** Opening Source document block **
This is my first skip. Thanks immensely to AJMansfield for helping me proof, format, edit and make sure the technical writing was correct. I absolutely could not have done this without those many hours of help. Credit also to AJ for helping make the gif.
Looks like you might break the curse of SCP-2234! Nice!
Here's hoping! (I actually was unaware of any such curse before you mentioned it)
This covers the exact same anomaly as RedDB Archive Asynchronous Copy Vulnerability and if there is additional information presented here that develops a narrative, I am afraid that is too subtle for me.
Except for Warm Milk and Ramen all of these entries suffer from the same problem: a strong buildup with no real payoff. The anomaly here is extremely competently described, but it isn't especially interesting. It appears to be annoying anomalous spam about anomalous things, and nothing more. If there is more, I missed it.
I am left feeling like a read a technical document for some work related reason, that at least didn't make me frustrated with the author's inability to communicate the necessary information, in other words entirely emotionally neutral; which is how I am inclined to vote.
My downvote comes down to a mix of personal preference and execution. I find myself unmoved by the core concept of anomalous computer viruses. Especially when the way it's presented is essentially that they're regular viruses, but they can affect physical items and sometimes they harm you through unspecified memetic means. It feels like a mundane phenomenon tweaked just enough so that the fictional Foundation would have to give it a classification. I'm just not interested.
Independent of that, however, the way in which this is laid out is odd. The anomaly is an entire class of items, which is setting up for something that I would expect to be in-depth and extensive. That's not to say that this should have been longer, and in fact this is probably better as a short article. But there's supposedly 800 documented instances; so why are only a very few referenced, to the point that it can't really be called a representative sample? Especially since a couple get a more extended, sub-article treatment in the addendum? It seems like a strange way to convey information in-universe, and out of universe, I feel like I'm being set up as a reader to expect one thing, but I'm getting something else entirely.
** Closing Source document block **
** Opening Entries supplied block **
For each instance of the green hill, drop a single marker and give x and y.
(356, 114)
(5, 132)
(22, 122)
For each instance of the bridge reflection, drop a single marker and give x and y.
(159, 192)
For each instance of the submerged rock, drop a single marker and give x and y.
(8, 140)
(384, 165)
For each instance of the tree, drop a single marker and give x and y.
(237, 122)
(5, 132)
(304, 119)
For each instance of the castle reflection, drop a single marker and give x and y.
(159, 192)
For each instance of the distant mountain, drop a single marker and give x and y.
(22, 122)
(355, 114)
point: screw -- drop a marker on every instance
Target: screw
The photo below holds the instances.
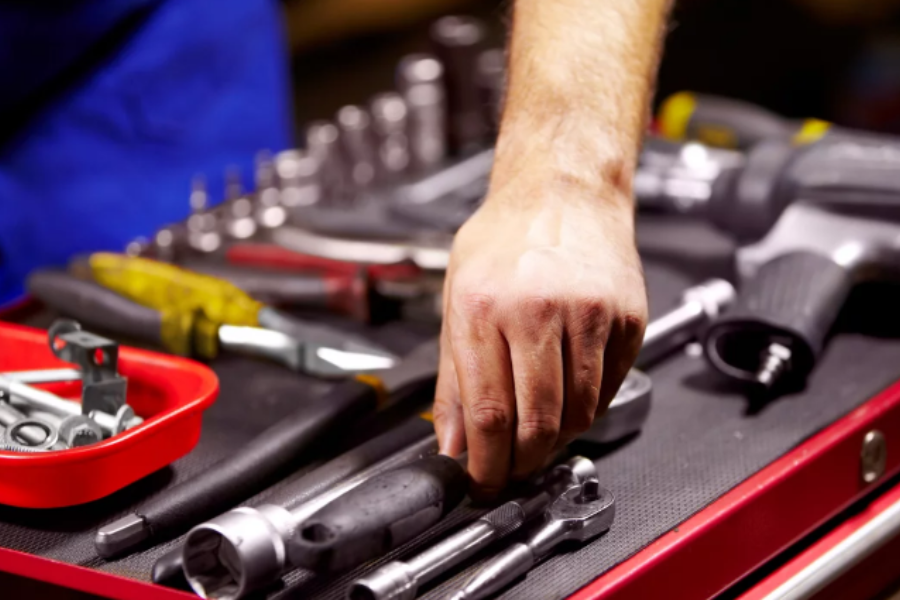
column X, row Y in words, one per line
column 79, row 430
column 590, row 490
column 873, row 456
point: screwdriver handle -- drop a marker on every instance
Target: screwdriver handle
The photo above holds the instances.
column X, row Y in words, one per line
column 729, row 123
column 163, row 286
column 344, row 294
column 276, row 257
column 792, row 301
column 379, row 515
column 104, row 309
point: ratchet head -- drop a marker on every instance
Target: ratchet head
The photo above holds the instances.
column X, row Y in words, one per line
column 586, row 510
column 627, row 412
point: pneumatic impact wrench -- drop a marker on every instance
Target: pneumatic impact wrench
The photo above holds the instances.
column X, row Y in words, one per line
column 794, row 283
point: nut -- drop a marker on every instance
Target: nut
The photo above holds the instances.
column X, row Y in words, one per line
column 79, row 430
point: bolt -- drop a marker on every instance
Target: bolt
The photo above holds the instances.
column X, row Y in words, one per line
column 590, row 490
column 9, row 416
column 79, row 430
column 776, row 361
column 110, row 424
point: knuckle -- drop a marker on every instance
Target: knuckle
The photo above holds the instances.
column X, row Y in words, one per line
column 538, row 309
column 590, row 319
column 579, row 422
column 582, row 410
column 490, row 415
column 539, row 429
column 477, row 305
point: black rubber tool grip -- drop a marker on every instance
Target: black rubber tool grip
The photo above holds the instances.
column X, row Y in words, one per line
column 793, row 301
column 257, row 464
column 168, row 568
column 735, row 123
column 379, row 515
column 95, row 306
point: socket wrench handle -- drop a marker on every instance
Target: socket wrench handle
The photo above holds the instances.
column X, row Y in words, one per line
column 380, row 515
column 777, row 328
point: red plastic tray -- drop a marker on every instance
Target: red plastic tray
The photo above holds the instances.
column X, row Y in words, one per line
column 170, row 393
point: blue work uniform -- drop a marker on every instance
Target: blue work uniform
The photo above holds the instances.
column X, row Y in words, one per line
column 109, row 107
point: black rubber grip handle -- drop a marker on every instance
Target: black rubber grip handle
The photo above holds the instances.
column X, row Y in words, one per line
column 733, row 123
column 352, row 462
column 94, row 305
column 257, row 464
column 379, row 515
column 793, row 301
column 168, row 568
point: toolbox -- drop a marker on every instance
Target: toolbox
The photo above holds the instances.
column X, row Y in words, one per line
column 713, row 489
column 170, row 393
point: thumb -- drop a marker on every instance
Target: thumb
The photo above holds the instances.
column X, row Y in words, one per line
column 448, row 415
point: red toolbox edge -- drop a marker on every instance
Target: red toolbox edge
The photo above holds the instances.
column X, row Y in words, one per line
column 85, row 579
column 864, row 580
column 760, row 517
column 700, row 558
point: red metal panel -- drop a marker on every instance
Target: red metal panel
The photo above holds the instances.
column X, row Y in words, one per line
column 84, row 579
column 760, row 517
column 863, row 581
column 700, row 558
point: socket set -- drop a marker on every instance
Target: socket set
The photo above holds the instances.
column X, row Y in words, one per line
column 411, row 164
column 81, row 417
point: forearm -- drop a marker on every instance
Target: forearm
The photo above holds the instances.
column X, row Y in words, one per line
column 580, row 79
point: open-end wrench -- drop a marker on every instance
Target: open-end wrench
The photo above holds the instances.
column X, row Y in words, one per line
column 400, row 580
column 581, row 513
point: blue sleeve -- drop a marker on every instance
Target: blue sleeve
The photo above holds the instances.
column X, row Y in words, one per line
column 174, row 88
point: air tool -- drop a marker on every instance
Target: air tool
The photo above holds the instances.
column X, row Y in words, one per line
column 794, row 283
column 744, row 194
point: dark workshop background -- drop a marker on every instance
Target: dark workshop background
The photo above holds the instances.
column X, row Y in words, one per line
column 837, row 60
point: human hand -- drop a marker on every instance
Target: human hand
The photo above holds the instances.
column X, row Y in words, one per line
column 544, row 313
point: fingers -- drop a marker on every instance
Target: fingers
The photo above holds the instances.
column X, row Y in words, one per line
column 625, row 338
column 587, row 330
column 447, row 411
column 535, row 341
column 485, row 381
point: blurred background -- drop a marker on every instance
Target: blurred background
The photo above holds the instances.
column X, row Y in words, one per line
** Closing Entries supplied block **
**What you are asked to do**
Extend the comment thread on the anomalous computer virus article, picking up after its final sentence.

**Output below**
Overall, it feels half-baked. There's little threads like "anomalous coupons" and the aforementioned unspecified memetic infection that sound like they might be interesting if they were developed at all, but instead they're just left there. I don't necessarily think that "more is more" is the answer to this, but what's here now isn't doing much for me.
I love the printed animation; this article needs more stuff like that, like the anomalous coupons.
My big question is, why are the addenda formatted like separate containment articles? I don't see a reason why they would need individual object classes (I expect they'll all be the same), nor containment procedures. At least, nothing that can't be summed up in a smaller format.
As it stands, I don't feel this goes far enough with the idea.
This isn't bad.
I'm not sure what ties the different viruses together, either thematically or in-universe - the Foundation doesn't know where they come from (or, seemingly, have any plans to close the vulnerability), and the examples seem almost like random virus-themed skips.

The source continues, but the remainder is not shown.